Off-Balance Sheet Arrangements
The Company has not engaged in any off-balance sheet arrangements such as obligations under guarantee contracts, a retained or contingent interest in assets transferred to an unconsolidated entity, any obligation under derivative instruments or any obligation under a material variable interest in an unconsolidated entity that provides financing, liquidity, market risk or credit risk support to the Company or engages in leasing or hedging services with the Company.
Subsequent Events
As announced in our Current Report on Form 8-K filed on April 24, 2015, we held our Annual General Meeting of Shareholders (the “Annual Meeting”) on April 22, 2015. Among the proposals approved by our shareholders at the Annual Meeting, our shareholders approved the Lynden Energy Corp. Stock Option Plan, as amended. Following shareholder approval, the plan was approved by the TSX Venture Exchange on April 27, 2015.
Item 3. Quantitative and Qualitative Disclosures About Market Risk.
We are exposed to market risk, including the effects of adverse changes in commodity prices and interest rates as described below. The primary objective of the following information is to provide quantitative and qualitative information about our potential exposure to market risks. The term “market risk” refers to the risk of loss arising from adverse changes in oil, NGL and natural gas prices and interest rates. The disclosures are not meant to be precise indicators of expected future losses, but rather indicators of reasonably possible losses.

STATED PROBLEM 1
Please update the filing excerpt, starting with "Item 3. Quantitative" and going on through "reasonably possible losses.", by putting "energy prices" in place of "commodity prices", and give back that revised span.

MATERIAL

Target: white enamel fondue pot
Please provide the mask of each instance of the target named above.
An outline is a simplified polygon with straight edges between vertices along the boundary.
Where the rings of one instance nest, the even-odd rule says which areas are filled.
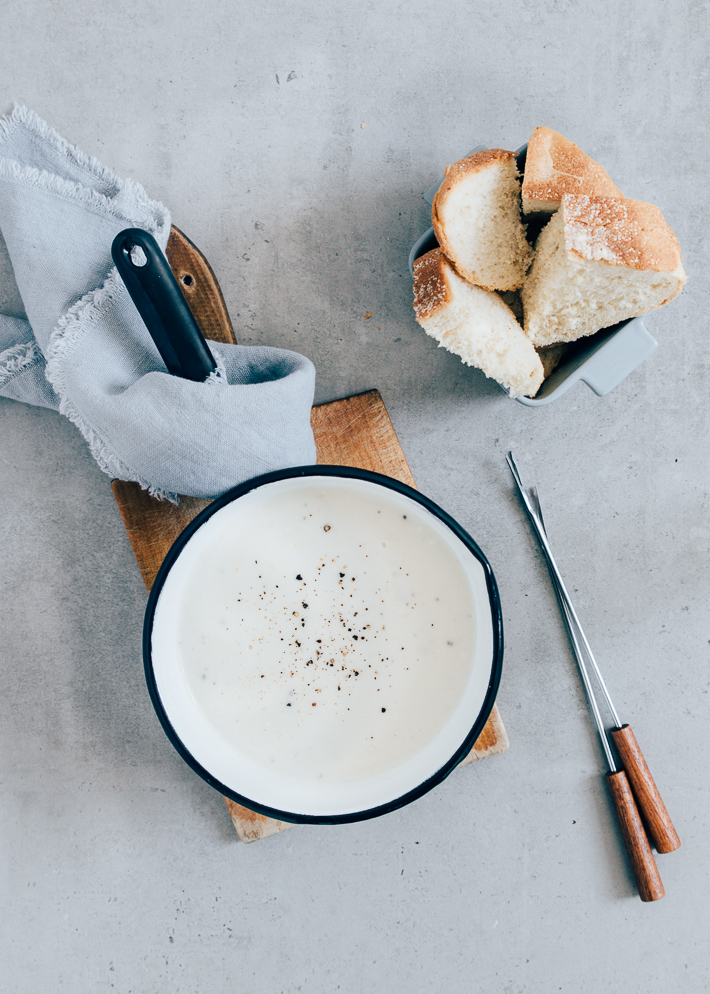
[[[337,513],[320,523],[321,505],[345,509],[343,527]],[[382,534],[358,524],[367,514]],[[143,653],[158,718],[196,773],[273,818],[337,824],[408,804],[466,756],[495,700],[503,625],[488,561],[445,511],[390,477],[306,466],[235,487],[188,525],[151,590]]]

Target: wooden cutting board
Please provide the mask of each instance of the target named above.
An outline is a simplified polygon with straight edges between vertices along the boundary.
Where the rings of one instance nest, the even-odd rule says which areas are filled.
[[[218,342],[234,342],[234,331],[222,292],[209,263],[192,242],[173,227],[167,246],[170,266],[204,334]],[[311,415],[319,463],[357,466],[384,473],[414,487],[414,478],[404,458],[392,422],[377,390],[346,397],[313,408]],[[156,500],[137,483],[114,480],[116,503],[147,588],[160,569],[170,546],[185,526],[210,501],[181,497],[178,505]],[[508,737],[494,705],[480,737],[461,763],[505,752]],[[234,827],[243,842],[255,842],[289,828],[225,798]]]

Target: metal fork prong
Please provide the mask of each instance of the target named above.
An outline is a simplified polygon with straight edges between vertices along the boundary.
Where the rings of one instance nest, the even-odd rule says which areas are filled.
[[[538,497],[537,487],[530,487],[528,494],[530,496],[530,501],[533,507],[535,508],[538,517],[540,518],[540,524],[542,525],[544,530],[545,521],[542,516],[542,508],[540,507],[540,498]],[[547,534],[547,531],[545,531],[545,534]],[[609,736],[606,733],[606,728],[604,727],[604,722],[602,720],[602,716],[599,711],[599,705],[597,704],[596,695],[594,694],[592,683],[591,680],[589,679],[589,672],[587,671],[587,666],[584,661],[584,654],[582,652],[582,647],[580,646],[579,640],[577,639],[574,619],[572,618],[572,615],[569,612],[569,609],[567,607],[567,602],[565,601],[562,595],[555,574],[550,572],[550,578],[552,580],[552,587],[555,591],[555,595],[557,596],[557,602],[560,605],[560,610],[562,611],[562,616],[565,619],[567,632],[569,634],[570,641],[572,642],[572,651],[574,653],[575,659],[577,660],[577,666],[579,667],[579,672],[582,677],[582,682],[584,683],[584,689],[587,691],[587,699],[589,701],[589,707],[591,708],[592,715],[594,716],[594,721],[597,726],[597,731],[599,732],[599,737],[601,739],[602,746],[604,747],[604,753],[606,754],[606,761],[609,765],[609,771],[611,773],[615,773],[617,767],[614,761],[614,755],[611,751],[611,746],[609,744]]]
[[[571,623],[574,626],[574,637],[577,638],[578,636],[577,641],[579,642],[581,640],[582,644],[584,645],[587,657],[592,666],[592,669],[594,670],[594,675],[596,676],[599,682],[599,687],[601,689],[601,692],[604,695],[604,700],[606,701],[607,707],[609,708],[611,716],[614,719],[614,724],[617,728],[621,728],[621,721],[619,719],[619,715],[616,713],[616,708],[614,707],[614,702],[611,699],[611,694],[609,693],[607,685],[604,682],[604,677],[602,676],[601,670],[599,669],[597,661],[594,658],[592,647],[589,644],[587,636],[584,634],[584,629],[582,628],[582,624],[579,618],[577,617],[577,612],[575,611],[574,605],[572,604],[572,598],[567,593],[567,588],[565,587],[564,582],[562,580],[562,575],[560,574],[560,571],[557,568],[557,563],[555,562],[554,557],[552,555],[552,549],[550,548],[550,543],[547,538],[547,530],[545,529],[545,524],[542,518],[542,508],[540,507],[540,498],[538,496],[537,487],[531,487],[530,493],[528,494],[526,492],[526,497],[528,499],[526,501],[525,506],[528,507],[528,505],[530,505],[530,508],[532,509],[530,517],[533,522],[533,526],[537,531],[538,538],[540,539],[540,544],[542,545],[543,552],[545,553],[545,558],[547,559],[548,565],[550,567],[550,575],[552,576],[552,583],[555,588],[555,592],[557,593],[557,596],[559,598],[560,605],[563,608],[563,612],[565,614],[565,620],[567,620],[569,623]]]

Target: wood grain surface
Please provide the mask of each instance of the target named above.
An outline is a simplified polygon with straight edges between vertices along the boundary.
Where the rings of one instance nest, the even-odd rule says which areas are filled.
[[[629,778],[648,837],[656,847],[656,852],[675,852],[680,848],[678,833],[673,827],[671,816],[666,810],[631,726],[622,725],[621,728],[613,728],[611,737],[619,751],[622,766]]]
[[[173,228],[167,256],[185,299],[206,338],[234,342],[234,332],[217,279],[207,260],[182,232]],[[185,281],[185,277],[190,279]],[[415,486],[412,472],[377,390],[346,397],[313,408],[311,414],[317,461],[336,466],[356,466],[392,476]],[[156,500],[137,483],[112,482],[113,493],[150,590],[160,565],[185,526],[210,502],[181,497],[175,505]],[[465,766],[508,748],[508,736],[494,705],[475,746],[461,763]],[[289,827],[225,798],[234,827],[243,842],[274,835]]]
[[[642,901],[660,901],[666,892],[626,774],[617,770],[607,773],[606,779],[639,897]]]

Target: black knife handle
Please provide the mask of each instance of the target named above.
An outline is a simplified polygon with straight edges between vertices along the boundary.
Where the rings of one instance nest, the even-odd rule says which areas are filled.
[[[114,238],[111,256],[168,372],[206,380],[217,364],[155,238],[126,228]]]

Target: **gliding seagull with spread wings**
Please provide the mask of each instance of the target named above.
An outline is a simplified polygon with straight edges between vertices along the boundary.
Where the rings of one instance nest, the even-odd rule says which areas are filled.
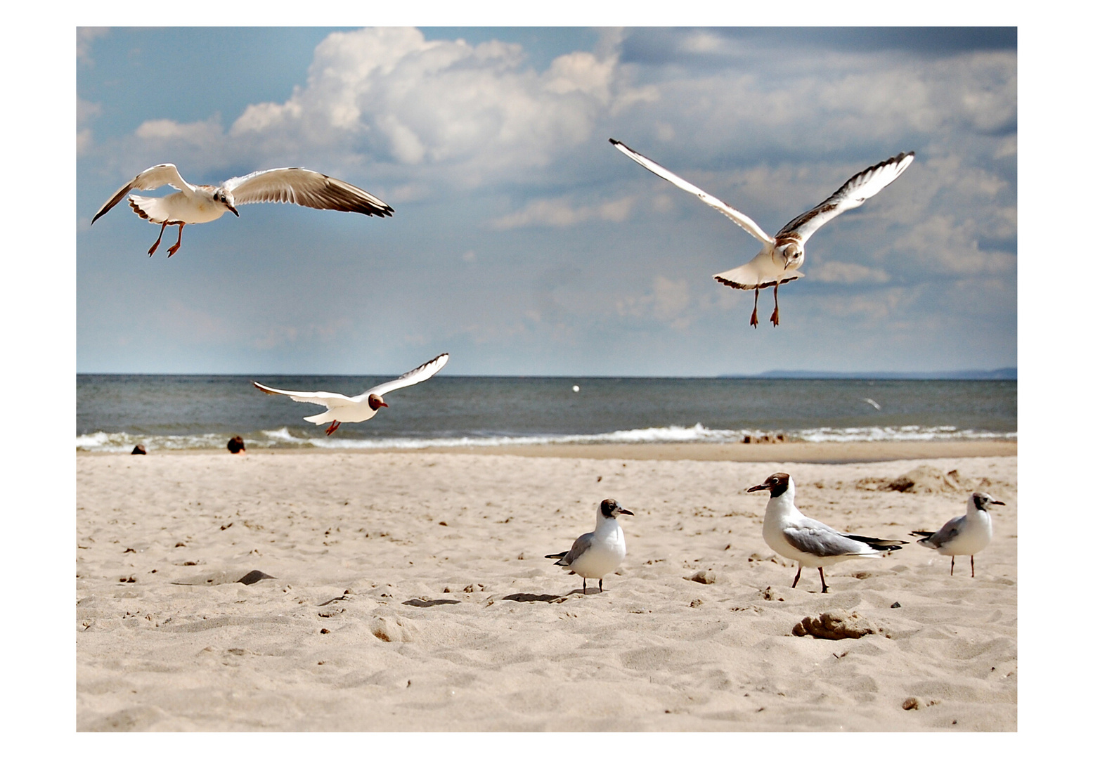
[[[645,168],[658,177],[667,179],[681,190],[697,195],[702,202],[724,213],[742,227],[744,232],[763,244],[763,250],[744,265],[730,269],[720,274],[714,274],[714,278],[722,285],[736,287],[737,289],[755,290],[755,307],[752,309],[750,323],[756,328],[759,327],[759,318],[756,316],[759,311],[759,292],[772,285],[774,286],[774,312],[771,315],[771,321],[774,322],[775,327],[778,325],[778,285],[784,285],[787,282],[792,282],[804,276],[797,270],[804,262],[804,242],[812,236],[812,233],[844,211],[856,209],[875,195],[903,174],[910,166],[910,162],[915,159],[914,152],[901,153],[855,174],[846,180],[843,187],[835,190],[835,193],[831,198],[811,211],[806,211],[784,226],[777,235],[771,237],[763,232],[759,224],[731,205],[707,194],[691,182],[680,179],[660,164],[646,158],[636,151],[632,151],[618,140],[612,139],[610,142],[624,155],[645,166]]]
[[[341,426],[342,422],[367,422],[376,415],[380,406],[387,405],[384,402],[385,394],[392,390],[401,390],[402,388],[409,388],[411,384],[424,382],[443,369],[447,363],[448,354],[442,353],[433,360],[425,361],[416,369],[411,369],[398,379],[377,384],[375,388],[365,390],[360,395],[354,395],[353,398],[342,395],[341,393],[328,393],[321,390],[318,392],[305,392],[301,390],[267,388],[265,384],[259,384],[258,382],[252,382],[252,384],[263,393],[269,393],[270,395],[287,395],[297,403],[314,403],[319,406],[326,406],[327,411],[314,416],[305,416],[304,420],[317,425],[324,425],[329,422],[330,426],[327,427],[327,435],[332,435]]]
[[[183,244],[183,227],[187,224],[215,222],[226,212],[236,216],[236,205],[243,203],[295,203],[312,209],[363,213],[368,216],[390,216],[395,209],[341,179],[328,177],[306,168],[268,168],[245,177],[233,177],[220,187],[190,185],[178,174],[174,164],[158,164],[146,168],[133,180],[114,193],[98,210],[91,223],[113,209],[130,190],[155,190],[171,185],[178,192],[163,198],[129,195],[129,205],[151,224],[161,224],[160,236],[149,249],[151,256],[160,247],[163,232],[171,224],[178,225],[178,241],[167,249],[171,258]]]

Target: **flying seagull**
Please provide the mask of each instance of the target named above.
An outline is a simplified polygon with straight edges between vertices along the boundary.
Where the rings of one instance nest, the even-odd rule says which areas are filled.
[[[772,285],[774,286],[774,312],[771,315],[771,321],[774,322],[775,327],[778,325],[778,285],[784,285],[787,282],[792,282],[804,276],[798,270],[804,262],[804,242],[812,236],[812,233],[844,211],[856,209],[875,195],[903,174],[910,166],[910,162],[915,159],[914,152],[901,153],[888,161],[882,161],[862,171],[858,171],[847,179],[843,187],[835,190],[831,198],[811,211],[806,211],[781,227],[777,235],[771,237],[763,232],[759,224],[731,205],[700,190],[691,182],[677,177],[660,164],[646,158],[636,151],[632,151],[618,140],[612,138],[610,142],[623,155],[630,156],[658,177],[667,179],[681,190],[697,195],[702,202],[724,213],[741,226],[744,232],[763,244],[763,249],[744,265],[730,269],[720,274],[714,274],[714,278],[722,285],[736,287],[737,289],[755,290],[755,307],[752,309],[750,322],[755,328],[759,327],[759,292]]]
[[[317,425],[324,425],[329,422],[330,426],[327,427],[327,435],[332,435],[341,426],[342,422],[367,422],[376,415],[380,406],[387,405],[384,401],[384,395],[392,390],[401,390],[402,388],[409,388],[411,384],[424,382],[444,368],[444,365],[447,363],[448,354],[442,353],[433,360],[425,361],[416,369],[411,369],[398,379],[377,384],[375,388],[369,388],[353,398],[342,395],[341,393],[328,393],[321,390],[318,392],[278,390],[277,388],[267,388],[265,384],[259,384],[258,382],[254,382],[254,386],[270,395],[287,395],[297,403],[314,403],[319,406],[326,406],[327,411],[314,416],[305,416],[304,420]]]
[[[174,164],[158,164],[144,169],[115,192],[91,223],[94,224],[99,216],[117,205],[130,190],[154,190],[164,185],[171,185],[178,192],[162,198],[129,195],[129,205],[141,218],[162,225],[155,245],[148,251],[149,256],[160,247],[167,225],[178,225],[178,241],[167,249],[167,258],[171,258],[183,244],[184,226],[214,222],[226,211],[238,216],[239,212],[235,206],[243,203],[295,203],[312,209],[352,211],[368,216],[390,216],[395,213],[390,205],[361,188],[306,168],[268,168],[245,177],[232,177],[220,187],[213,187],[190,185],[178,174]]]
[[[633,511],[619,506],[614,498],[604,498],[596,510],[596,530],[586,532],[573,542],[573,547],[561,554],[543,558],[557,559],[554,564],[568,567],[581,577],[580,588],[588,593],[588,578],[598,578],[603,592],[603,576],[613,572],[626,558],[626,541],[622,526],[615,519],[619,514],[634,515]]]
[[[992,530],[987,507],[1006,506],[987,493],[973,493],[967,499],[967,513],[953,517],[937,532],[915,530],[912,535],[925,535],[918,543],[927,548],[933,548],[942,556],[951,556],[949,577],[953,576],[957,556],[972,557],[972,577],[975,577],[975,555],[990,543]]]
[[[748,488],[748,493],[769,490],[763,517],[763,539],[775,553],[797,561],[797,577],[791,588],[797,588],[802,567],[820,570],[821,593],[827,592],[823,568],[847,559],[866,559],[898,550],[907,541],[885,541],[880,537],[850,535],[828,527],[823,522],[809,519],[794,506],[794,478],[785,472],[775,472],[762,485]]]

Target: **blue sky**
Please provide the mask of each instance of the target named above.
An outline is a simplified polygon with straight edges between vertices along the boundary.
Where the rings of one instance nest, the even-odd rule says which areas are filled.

STATED PROBLEM 2
Return each line of the records that contains the string "seagull".

EXERCISE RESPONSE 1
Item 3. Quantitative and Qualitative Disclosures About Market Risk.
We are exposed to market risk, including the effects of adverse changes in energy prices and interest rates as described below. The primary objective of the following information is to provide quantitative and qualitative information about our potential exposure to market risks. The term “market risk” refers to the risk of loss arising from adverse changes in oil, NGL and natural gas prices and interest rates. The disclosures are not meant to be precise indicators of expected future losses, but rather indicators of reasonably possible losses.

EXERCISE RESPONSE 2
Target: **gliding seagull with spread wings**
Target: **flying seagull**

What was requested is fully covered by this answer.